§ **Supplied data**:

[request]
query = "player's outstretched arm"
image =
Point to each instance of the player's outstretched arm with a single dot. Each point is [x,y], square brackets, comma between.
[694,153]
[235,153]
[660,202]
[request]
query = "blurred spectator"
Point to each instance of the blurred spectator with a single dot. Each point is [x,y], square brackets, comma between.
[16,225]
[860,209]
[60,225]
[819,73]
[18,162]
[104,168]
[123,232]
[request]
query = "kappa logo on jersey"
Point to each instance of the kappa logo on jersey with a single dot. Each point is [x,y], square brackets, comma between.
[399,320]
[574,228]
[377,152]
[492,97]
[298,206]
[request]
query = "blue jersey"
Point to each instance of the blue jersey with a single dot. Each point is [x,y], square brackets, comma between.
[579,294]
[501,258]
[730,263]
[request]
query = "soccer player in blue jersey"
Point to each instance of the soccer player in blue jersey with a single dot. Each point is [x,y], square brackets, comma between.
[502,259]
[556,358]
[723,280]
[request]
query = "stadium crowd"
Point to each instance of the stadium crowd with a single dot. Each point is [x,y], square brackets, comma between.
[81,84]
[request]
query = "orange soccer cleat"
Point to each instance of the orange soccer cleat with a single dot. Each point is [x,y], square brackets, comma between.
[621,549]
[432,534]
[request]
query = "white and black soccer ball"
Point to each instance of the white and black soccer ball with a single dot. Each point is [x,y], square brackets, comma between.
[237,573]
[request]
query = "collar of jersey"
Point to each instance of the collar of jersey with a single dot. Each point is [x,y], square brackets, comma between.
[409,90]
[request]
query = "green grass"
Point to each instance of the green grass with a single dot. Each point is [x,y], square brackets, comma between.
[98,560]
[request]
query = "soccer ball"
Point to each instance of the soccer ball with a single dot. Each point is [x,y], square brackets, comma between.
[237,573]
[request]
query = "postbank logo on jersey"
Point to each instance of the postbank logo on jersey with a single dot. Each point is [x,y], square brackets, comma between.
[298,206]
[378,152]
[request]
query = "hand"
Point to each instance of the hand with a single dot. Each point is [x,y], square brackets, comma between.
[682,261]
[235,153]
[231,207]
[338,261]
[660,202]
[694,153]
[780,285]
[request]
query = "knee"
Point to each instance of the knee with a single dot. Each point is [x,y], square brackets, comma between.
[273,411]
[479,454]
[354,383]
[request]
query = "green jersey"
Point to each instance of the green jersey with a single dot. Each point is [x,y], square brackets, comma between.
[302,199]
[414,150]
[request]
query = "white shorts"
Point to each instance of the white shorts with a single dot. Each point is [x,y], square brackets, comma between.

§ **Prompt**:
Retype the material in full, character for character.

§ **Result below**:
[request]
query = "player's outstretched arm"
image =
Point to each instance of the player's outstretched arm with a single dot. Each point is [x,y], square brackets, comma between.
[694,153]
[235,153]
[660,202]
[request]
query = "blurred spectator"
Point to each instance of the blurred spectator with a single dot. Each point is [x,y], square brackets, comma between.
[16,225]
[860,209]
[60,225]
[819,73]
[18,162]
[104,168]
[123,232]
[request]
query = "kappa logo on jersey"
Point to each instance of the kappa logo on jersey with a single dot. Each point is [x,y], square brackets, comma between.
[399,320]
[574,228]
[377,152]
[492,97]
[298,206]
[request]
query = "blue jersey"
Point to each instance of the blue jersey with a single dot. Each point is [x,y], square brackets, comma between.
[579,294]
[501,258]
[730,263]
[request]
query = "soccer player in blue jersey"
Point to each instance of the soccer player in blue jersey with a single dot. Each point is [x,y], square brackets, comma between.
[502,259]
[556,358]
[723,280]
[request]
query = "stadium crowd"
Point to each instance of the stadium crowd with a single dot. Each point is [x,y], square brackets, comma between.
[81,84]
[request]
query = "orange soccer cleat"
Point to each instance of the orange soccer cleat with a single dot. Each point is [x,y], square brackets, comma between.
[621,549]
[432,534]
[request]
query = "white and black soccer ball"
Point to each instance of the white and black soccer ball with a single dot. Each point is [x,y], square brackets, comma between.
[237,573]
[request]
query = "collar of jersey"
Point to each instance of the collar of jersey with a single dot. Each point is [x,y], square brackets, comma between.
[409,90]
[request]
query = "green grass"
Point to each instance of the green grass with a single dot. Each point is [x,y], square brackets, comma between.
[98,560]
[request]
query = "soccer ball"
Point to each instance of the soccer ball with a single dot. Each point is [x,y], square brackets, comma between.
[237,573]
[request]
query = "postbank logo on jersey"
Point to each instance of the postbank logo on jersey with a single dot. Each point is [x,y], square brackets, comma between.
[298,206]
[378,152]
[request]
query = "hand"
Point to each instance of the hand with a single dot. Each point is [x,y], square brackets, comma between.
[682,261]
[235,153]
[231,207]
[338,261]
[660,202]
[694,153]
[780,285]
[request]
query = "knee"
Point to each instance of the knee with a single dot. Each point is [x,y], square brackets, comma between.
[273,411]
[479,454]
[354,383]
[request]
query = "green jersey"
Point to each instance of the green jersey with a single dot. Each point is [x,y], square brackets, comma between.
[302,199]
[414,150]
[request]
query = "white shorts"
Point to each instance of the white shorts with a single dot. Each point is [x,y], square brackets, comma between.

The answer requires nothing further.